--- RECORDED DATA ---
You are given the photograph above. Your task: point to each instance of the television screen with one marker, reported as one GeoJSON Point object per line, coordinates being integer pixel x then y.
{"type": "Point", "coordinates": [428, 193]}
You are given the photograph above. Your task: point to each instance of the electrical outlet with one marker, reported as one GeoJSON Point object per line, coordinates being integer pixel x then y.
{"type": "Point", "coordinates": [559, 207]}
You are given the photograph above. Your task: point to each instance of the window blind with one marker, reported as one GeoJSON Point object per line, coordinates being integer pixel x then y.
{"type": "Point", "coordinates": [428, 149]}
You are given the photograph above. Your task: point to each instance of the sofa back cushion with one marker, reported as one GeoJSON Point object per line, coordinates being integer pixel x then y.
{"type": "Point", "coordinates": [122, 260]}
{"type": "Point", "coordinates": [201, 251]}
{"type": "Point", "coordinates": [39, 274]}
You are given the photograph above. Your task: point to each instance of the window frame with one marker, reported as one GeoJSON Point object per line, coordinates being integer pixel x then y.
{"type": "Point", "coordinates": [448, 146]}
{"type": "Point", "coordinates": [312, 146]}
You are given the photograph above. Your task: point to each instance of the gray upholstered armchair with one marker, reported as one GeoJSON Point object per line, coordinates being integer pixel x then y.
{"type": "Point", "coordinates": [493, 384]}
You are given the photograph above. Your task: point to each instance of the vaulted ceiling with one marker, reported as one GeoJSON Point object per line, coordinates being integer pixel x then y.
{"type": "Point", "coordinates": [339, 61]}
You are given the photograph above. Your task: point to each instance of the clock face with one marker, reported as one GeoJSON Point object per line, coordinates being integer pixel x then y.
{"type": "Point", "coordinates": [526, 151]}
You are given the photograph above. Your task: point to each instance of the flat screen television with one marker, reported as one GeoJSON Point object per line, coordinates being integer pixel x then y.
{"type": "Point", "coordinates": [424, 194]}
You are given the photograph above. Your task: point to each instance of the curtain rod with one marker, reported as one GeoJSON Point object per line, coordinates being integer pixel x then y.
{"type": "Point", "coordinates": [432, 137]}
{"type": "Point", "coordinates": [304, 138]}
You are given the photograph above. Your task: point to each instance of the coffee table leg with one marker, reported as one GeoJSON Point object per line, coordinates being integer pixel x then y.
---
WORK TO BE COMPLETED —
Copy every line of the records, leaving nothing out.

RESPONSE AREA —
You are given the photograph above. Your task: point to each instance of the television screen with one marker, reported as one GeoJSON Point object per line, coordinates being integer pixel x then y.
{"type": "Point", "coordinates": [428, 193]}
You are given the photograph above. Your task: point to each instance of the electrical outlet with one marker, reported as one GeoJSON Point object per line, coordinates being integer pixel x then y.
{"type": "Point", "coordinates": [559, 207]}
You are given the photograph above. Your task: point to each instance of the window blind with one marker, reported as one GeoJSON Point object per line, coordinates being integer pixel x then y.
{"type": "Point", "coordinates": [428, 149]}
You are given the photograph above. Your task: point to each instance of the sofa back cushion with one marker, reported as one GeoJSON Point object per line, coordinates being integer pixel x then y.
{"type": "Point", "coordinates": [122, 260]}
{"type": "Point", "coordinates": [201, 251]}
{"type": "Point", "coordinates": [39, 274]}
You are given the photograph above. Your task: point to each instance of the window frame with one marker, reported as one GeoJSON Point object per line, coordinates being integer pixel x then y.
{"type": "Point", "coordinates": [448, 146]}
{"type": "Point", "coordinates": [312, 146]}
You are given the photograph above. Your task: point to each instance of the gray upholstered armchair with one marker, reported as one GeoJSON Point object per line, coordinates being integer pixel x then y.
{"type": "Point", "coordinates": [493, 384]}
You are given the photograph above. Your task: point to each instance of the vaulted ceiling with one marker, reported as one GeoJSON Point object per line, coordinates being integer pixel x then y.
{"type": "Point", "coordinates": [339, 61]}
You are given the photograph above. Your task: point to each instance of the clock face with one marker, reported as one GeoJSON Point object per line, coordinates being integer pixel x then y.
{"type": "Point", "coordinates": [526, 151]}
You are given the photograph above. Your task: point to each instance of the flat screen television with one marker, reported as one GeoJSON Point object per line, coordinates being integer pixel x then y.
{"type": "Point", "coordinates": [424, 194]}
You are given the photograph above. Your task: point to each instance of the curtain rod with one marker, reported as one GeoJSON Point object per line, coordinates being integer pixel x then y.
{"type": "Point", "coordinates": [432, 137]}
{"type": "Point", "coordinates": [304, 138]}
You are given the photograph above. Your task: point to each instance of the coffee table leg with one marker, reported as one GeoJSON Point object per line, coordinates being integer pixel x then y.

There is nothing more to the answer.